- Problem details
Every line of the data must be copied exactly.

- Stored records
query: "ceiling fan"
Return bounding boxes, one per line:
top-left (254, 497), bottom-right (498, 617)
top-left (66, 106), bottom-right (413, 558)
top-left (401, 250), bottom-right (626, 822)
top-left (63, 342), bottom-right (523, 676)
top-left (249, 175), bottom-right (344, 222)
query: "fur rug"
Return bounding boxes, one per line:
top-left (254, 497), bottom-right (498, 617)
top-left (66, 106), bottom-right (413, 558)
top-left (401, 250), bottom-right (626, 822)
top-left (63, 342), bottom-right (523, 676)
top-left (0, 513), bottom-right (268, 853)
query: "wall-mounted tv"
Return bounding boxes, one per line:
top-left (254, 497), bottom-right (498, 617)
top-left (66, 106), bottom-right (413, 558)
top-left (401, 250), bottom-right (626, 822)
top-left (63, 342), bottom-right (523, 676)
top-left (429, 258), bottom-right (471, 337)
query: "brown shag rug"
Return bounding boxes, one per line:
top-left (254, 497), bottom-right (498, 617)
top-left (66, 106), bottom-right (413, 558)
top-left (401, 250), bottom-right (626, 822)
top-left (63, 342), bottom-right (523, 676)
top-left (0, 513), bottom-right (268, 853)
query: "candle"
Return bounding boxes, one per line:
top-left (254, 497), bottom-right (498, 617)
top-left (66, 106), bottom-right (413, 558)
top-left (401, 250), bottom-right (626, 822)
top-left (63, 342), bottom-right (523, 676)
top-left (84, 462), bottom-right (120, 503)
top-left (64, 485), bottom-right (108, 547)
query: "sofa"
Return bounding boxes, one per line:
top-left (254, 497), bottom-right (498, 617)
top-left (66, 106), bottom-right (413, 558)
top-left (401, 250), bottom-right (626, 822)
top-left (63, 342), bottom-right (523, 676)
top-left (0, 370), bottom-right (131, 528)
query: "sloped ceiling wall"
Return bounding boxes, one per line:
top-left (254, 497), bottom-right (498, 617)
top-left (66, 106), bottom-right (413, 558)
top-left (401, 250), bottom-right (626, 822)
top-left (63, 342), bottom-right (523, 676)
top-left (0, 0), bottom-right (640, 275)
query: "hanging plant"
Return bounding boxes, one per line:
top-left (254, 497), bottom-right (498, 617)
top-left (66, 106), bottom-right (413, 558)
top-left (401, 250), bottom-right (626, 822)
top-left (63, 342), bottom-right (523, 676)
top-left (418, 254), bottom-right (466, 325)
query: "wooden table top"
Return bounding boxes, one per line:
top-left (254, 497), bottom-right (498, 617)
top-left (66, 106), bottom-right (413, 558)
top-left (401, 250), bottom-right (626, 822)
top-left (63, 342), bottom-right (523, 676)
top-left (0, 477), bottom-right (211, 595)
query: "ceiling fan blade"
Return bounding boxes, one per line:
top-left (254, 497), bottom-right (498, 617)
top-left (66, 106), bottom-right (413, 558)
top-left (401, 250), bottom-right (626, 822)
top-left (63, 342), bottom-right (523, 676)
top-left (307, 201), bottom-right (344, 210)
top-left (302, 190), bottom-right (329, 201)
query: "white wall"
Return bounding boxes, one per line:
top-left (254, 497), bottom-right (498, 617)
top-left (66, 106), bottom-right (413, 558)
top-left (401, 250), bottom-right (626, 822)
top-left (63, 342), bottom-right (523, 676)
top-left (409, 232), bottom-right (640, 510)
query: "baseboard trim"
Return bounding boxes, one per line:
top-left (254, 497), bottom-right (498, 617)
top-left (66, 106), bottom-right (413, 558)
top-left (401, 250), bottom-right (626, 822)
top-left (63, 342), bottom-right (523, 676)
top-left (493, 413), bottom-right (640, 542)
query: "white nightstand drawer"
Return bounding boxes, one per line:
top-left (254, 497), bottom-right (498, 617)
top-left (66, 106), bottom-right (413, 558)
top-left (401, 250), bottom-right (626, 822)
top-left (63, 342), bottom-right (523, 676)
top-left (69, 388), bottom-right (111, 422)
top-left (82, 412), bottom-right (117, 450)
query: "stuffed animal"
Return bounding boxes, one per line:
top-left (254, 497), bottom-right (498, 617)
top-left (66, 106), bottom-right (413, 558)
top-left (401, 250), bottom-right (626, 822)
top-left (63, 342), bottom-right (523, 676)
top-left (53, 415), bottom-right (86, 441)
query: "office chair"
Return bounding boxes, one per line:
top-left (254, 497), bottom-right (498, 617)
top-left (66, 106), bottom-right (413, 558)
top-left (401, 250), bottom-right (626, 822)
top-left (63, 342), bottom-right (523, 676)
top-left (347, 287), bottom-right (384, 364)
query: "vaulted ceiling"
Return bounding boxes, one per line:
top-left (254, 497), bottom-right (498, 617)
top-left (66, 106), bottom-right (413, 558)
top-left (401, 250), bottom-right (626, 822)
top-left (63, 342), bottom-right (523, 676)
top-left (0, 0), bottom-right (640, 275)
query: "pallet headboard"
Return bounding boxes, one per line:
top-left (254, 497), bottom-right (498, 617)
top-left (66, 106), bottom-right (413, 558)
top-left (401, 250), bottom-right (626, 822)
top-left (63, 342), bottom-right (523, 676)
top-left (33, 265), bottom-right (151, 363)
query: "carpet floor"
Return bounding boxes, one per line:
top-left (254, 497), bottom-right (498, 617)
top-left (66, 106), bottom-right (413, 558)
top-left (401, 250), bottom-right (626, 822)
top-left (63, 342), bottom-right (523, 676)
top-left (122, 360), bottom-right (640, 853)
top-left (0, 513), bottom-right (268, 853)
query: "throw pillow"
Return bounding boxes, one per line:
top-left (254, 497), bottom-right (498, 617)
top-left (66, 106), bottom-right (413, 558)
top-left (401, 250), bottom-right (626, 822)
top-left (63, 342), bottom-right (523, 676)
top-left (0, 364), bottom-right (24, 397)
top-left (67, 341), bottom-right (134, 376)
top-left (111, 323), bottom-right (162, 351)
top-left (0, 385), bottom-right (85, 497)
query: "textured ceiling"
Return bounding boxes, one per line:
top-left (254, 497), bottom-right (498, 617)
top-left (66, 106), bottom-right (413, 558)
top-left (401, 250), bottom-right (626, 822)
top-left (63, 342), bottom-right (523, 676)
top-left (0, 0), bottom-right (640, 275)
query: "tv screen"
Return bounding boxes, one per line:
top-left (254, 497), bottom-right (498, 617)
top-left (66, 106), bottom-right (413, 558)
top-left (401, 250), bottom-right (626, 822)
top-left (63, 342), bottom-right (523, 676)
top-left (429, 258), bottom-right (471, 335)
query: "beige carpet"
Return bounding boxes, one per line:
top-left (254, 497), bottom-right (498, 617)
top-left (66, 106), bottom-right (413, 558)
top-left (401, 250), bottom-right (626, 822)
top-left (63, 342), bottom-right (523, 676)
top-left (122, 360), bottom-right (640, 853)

- Solution for this exercise
query: "ceiling fan"
Return bounding boxes, one per line:
top-left (254, 497), bottom-right (498, 617)
top-left (66, 106), bottom-right (413, 558)
top-left (401, 250), bottom-right (626, 822)
top-left (63, 342), bottom-right (523, 676)
top-left (249, 175), bottom-right (344, 222)
query: "fur rug"
Return bounding boxes, one per line:
top-left (254, 497), bottom-right (498, 617)
top-left (66, 106), bottom-right (413, 558)
top-left (401, 250), bottom-right (626, 822)
top-left (63, 342), bottom-right (523, 676)
top-left (0, 513), bottom-right (268, 853)
query: "wall-mounted tv"
Return bounding boxes, one per line:
top-left (254, 497), bottom-right (498, 617)
top-left (66, 106), bottom-right (413, 558)
top-left (401, 250), bottom-right (626, 822)
top-left (63, 342), bottom-right (523, 676)
top-left (429, 258), bottom-right (471, 337)
query: "brown shag rug"
Return bounding boxes, one per line:
top-left (254, 497), bottom-right (498, 617)
top-left (66, 106), bottom-right (413, 558)
top-left (401, 250), bottom-right (626, 822)
top-left (63, 342), bottom-right (523, 676)
top-left (0, 513), bottom-right (268, 853)
query: "candle"
Return bounding boxes, one per line:
top-left (254, 497), bottom-right (498, 617)
top-left (66, 106), bottom-right (413, 558)
top-left (401, 250), bottom-right (626, 822)
top-left (63, 342), bottom-right (523, 676)
top-left (84, 462), bottom-right (120, 503)
top-left (64, 485), bottom-right (108, 547)
query: "sofa"
Return bounding boxes, one per line:
top-left (254, 497), bottom-right (498, 617)
top-left (66, 106), bottom-right (413, 558)
top-left (401, 250), bottom-right (626, 822)
top-left (63, 342), bottom-right (523, 676)
top-left (0, 370), bottom-right (131, 528)
query: "sloped ceiling wall"
Return bounding boxes, one per line:
top-left (254, 497), bottom-right (498, 617)
top-left (66, 106), bottom-right (413, 558)
top-left (401, 250), bottom-right (626, 822)
top-left (63, 342), bottom-right (523, 676)
top-left (0, 0), bottom-right (640, 275)
query: "hanging plant"
Return bounding boxes, one per line:
top-left (254, 497), bottom-right (498, 617)
top-left (66, 106), bottom-right (413, 558)
top-left (401, 250), bottom-right (626, 822)
top-left (63, 342), bottom-right (523, 676)
top-left (418, 254), bottom-right (466, 325)
query: "wooden table top"
Return bounding boxes, one per line:
top-left (254, 497), bottom-right (498, 617)
top-left (66, 106), bottom-right (413, 558)
top-left (401, 250), bottom-right (626, 822)
top-left (63, 342), bottom-right (523, 676)
top-left (0, 477), bottom-right (211, 595)
query: "ceiling fan blade"
Return bounding boxes, one per line:
top-left (254, 497), bottom-right (498, 617)
top-left (66, 106), bottom-right (413, 558)
top-left (401, 250), bottom-right (626, 822)
top-left (63, 342), bottom-right (523, 676)
top-left (307, 201), bottom-right (344, 210)
top-left (302, 190), bottom-right (329, 201)
query: "white wall"
Return bounding boxes, one per line:
top-left (254, 497), bottom-right (498, 617)
top-left (66, 106), bottom-right (413, 558)
top-left (401, 250), bottom-right (626, 822)
top-left (63, 342), bottom-right (523, 676)
top-left (409, 232), bottom-right (640, 510)
query: "baseboard trim"
Return bounding boxes, one per line:
top-left (254, 497), bottom-right (498, 617)
top-left (66, 106), bottom-right (413, 558)
top-left (401, 250), bottom-right (626, 822)
top-left (63, 342), bottom-right (523, 676)
top-left (493, 413), bottom-right (640, 542)
query: "white nightstand drawer"
Return bounding boxes, one per line:
top-left (254, 497), bottom-right (498, 617)
top-left (66, 106), bottom-right (413, 558)
top-left (401, 250), bottom-right (626, 822)
top-left (63, 342), bottom-right (523, 676)
top-left (69, 388), bottom-right (111, 422)
top-left (82, 412), bottom-right (117, 450)
query: "stuffed animal"
Return bounding boxes, one per line:
top-left (254, 497), bottom-right (498, 617)
top-left (66, 106), bottom-right (413, 558)
top-left (401, 250), bottom-right (626, 822)
top-left (63, 342), bottom-right (523, 676)
top-left (53, 415), bottom-right (86, 441)
query: "office chair"
Return bounding boxes, one per line:
top-left (254, 497), bottom-right (498, 617)
top-left (66, 106), bottom-right (413, 558)
top-left (401, 250), bottom-right (626, 822)
top-left (63, 342), bottom-right (523, 676)
top-left (347, 287), bottom-right (384, 364)
query: "vaulted ceiling"
Return bounding boxes, one per line:
top-left (254, 497), bottom-right (498, 617)
top-left (66, 106), bottom-right (413, 558)
top-left (401, 250), bottom-right (626, 822)
top-left (63, 342), bottom-right (523, 676)
top-left (0, 0), bottom-right (640, 275)
query: "pallet headboard"
Return bounding boxes, one per line:
top-left (254, 497), bottom-right (498, 617)
top-left (66, 106), bottom-right (413, 558)
top-left (401, 250), bottom-right (626, 822)
top-left (63, 342), bottom-right (523, 676)
top-left (33, 265), bottom-right (151, 363)
query: "carpet floor"
Return bounding boxes, one per line:
top-left (254, 497), bottom-right (498, 617)
top-left (66, 106), bottom-right (413, 558)
top-left (401, 250), bottom-right (626, 822)
top-left (63, 342), bottom-right (523, 676)
top-left (122, 360), bottom-right (640, 853)
top-left (0, 513), bottom-right (268, 853)
query: "throw pillow"
Return bounding boxes, one per line:
top-left (254, 497), bottom-right (498, 617)
top-left (66, 106), bottom-right (413, 558)
top-left (401, 250), bottom-right (626, 822)
top-left (63, 342), bottom-right (523, 676)
top-left (0, 364), bottom-right (24, 397)
top-left (67, 341), bottom-right (134, 376)
top-left (111, 323), bottom-right (162, 351)
top-left (0, 385), bottom-right (85, 497)
query: "textured ceiling"
Return bounding boxes, one per line:
top-left (254, 497), bottom-right (498, 617)
top-left (66, 106), bottom-right (413, 558)
top-left (401, 250), bottom-right (626, 822)
top-left (63, 342), bottom-right (523, 676)
top-left (0, 0), bottom-right (640, 275)
query: "tv screen"
Return bounding boxes, one per line:
top-left (254, 497), bottom-right (498, 617)
top-left (66, 106), bottom-right (413, 558)
top-left (401, 250), bottom-right (626, 822)
top-left (63, 342), bottom-right (523, 676)
top-left (429, 258), bottom-right (471, 335)
query: "beige carpet"
Return bounding boxes, one per line:
top-left (254, 497), bottom-right (498, 617)
top-left (66, 106), bottom-right (413, 558)
top-left (401, 250), bottom-right (626, 822)
top-left (63, 342), bottom-right (523, 676)
top-left (122, 360), bottom-right (640, 853)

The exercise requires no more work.